▸ The data
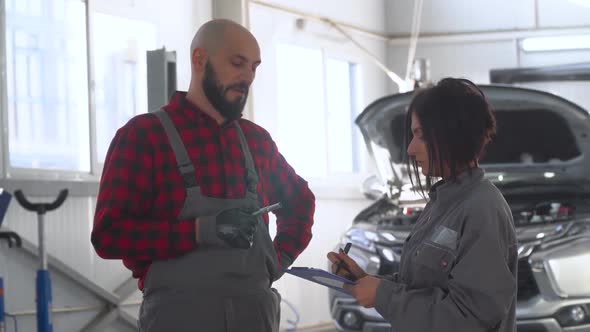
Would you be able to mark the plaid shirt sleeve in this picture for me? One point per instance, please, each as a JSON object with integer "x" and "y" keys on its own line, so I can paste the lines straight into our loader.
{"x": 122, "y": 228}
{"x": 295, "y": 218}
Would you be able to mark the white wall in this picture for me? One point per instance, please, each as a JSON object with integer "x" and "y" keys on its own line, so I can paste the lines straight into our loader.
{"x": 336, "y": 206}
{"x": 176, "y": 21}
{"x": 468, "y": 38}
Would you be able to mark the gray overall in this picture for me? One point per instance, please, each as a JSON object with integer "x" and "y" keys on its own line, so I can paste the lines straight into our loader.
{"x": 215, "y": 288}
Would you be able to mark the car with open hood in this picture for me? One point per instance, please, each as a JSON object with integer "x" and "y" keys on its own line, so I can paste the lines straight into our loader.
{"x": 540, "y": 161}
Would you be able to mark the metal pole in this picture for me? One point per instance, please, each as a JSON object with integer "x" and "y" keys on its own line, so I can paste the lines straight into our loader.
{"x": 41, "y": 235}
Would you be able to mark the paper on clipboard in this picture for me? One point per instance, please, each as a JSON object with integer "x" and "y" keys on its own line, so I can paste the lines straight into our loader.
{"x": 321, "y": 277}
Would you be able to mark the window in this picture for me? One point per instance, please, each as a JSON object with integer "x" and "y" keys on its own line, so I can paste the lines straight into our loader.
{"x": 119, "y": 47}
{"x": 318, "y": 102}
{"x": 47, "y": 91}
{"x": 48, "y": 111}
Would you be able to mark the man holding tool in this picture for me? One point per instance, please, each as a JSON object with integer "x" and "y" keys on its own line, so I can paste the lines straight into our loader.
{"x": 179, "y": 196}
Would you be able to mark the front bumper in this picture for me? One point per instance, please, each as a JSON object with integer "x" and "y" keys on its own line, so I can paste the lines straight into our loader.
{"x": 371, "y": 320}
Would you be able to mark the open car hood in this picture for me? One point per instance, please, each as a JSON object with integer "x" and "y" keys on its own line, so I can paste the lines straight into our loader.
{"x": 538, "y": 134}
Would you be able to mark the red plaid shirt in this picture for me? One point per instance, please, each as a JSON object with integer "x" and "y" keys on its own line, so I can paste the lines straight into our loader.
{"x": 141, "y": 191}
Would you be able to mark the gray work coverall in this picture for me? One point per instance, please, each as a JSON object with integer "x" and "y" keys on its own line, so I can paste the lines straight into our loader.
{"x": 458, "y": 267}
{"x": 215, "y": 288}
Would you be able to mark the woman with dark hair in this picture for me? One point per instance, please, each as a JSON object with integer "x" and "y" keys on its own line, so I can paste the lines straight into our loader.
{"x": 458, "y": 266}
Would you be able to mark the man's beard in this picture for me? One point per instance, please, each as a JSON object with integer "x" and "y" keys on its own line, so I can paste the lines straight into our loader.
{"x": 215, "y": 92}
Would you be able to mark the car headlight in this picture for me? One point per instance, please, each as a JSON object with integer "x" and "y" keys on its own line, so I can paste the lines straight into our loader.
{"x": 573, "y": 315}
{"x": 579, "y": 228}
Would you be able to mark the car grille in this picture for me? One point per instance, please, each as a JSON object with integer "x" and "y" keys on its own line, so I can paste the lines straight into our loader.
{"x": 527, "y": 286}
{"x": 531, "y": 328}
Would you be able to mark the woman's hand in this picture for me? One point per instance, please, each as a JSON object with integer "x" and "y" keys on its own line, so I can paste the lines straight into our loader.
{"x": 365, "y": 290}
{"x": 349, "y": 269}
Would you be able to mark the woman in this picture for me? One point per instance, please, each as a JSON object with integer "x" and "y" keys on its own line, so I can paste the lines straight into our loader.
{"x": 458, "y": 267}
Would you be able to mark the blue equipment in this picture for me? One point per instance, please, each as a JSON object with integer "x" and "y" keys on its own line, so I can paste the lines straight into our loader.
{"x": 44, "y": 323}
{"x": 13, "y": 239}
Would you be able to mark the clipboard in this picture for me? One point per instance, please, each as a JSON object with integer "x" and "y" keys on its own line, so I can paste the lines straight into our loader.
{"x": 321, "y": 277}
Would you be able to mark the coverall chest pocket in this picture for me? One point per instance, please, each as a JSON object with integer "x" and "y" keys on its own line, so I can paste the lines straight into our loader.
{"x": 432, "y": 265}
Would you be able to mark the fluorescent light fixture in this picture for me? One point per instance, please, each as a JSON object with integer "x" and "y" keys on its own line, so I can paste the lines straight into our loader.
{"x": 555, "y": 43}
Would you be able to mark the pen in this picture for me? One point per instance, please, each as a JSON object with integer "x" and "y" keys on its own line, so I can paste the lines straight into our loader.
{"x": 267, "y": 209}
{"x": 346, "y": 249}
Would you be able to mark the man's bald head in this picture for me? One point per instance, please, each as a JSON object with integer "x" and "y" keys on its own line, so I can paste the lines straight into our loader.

▸ Work order
Start at the first line and set down all of the data exactly, passing over the pictures.

▸ Task answer
Would you be able to mark the plaid shirt sleeve in this picture for me? One point per instance, please, each as a JSON object with integer "x" and "y" keys on its own line, so I can paste the lines straight into our loader.
{"x": 122, "y": 228}
{"x": 295, "y": 218}
Would you be able to mark the white wall in this picture for me? One point per instance, please, each as a JSON object with integer "x" and "y" keys on its own line, so I can paste the lines straight into our loader.
{"x": 336, "y": 206}
{"x": 176, "y": 21}
{"x": 468, "y": 38}
Would you be able to mark the gray overall in this picture for me? One point per instance, please, each as a JSON object with integer "x" and "y" keys on its own line, so I can paste the lines straight into our loader.
{"x": 215, "y": 288}
Would you be able to mark the car with open hood in this picture for me? One point per instance, please, each as a JSON object with integer "x" and "y" keys on its own line, so I can paste the lines straight into our loader.
{"x": 540, "y": 161}
Would you be able to mark the metal pole in this picture for me? One point per instance, please, each as a JSON object with integer "x" and "y" keys on its own line, so I can paste the lines straight into our loader.
{"x": 41, "y": 235}
Would you be able to mark the paper on clipboard in this picture for me? One point per instance, please, each as a JSON object with integer "x" and "y" keys on its own line, so I can paste the lines straight into our loader.
{"x": 321, "y": 277}
Would you be able to mark the window in this picture for me? One point per instance, please, each as a JSON object with integer "x" and "y" keys on its own line, so I can paste the lines straight into our loader.
{"x": 119, "y": 47}
{"x": 318, "y": 102}
{"x": 47, "y": 91}
{"x": 48, "y": 111}
Would you be able to mark the man holding tool in this picture for me? One point per instance, please, each as a JSON object with integer "x" and "y" keys on its own line, so I can paste the lines straight into our loader.
{"x": 179, "y": 196}
Would you be able to mark the front bumper in this picture for me? One point per instance, please, each as a JSON object with integer "x" and "y" keys on its own line, so I can paste the lines straight into our loader.
{"x": 371, "y": 320}
Would you be able to mark the open car hood in this picture for me? One point per instance, please, each as a JSON object with integer "x" and "y" keys on its own line, so I can paste the lines straight into our loader.
{"x": 538, "y": 134}
Would you be able to mark the red plaid shirt in this picture for me? One point per instance, please, each as a JSON object with integer "x" and "y" keys on its own line, so I can paste the lines straight into our loader.
{"x": 141, "y": 191}
Would you be able to mark the gray work coverall in this picture for me? One point per instance, please, each as a JSON object with integer "x" and "y" keys on its own line, so I can paste the lines straight into our loader.
{"x": 458, "y": 267}
{"x": 215, "y": 288}
Would you be able to mark the woman with dark hair in this picture for me? One point per instance, please, each as a JSON object with integer "x" and "y" keys on its own line, so I can paste the lines straight into our loader.
{"x": 458, "y": 266}
Would you be able to mark the man's beard in this picture for me? One point per instance, please, each as a JSON object with integer "x" and "y" keys on its own line, so I can paste the lines straight into our loader.
{"x": 215, "y": 92}
Would you be able to mark the car headlight in this picture for me? One point per instance, please, each as a JSON object with integer "x" and "y" keys on its own line, so I can paste the lines straight into our loader.
{"x": 573, "y": 315}
{"x": 579, "y": 228}
Would you be able to mark the car grille in this picture for me? One point per instance, please, each as a JSON object with integer "x" and "y" keys on its own line, so I can paste the lines straight into our loader.
{"x": 527, "y": 286}
{"x": 531, "y": 328}
Would you be able to mark the woman's hand in this picture for me? One point per instance, please, each as a JSON object with integer "x" and "y" keys on its own line, so I can paste the lines straight into our loader.
{"x": 365, "y": 290}
{"x": 349, "y": 269}
Would you be able to mark the woman in this picture for me? One point per instance, please, each as a JSON object with integer "x" and "y" keys on its own line, so I can paste the lines straight into our loader.
{"x": 458, "y": 267}
Would you be able to mark the blue equipment in this picture for me? One point per instance, please, each as a JSON object with integer "x" and "y" keys on its own line, so I can paste the lines straight into our loader.
{"x": 44, "y": 323}
{"x": 13, "y": 239}
Would you be able to mark the clipboard in this picture for me? One point per instance, please, each as a JSON object with integer "x" and "y" keys on its own line, so I can paste the lines straight into our loader.
{"x": 321, "y": 277}
Would you be able to mark the coverall chest pocket in this picture for me? One point per instance, please, each as a JSON object with integer "x" and "y" keys on its own line, so I can paste the lines straight into our loader.
{"x": 432, "y": 265}
Would you be able to mark the fluorescent light fixture in this picture for me? One point per instance, please, each as a JSON object with integer "x" and "y" keys on its own line, so I can paste the lines straight into our loader.
{"x": 555, "y": 43}
Would you be able to mark the pen in this picture for me? One point per instance, please, each as a JSON object with integer "x" and "y" keys on its own line, so I can paste the lines straight into our loader.
{"x": 267, "y": 209}
{"x": 346, "y": 249}
Would you be able to mark the man's bald head in this picture for me? One point per instance, please, each as a JSON object with integer "x" and "y" keys on its own line, so I can paste the lines straight into our loader.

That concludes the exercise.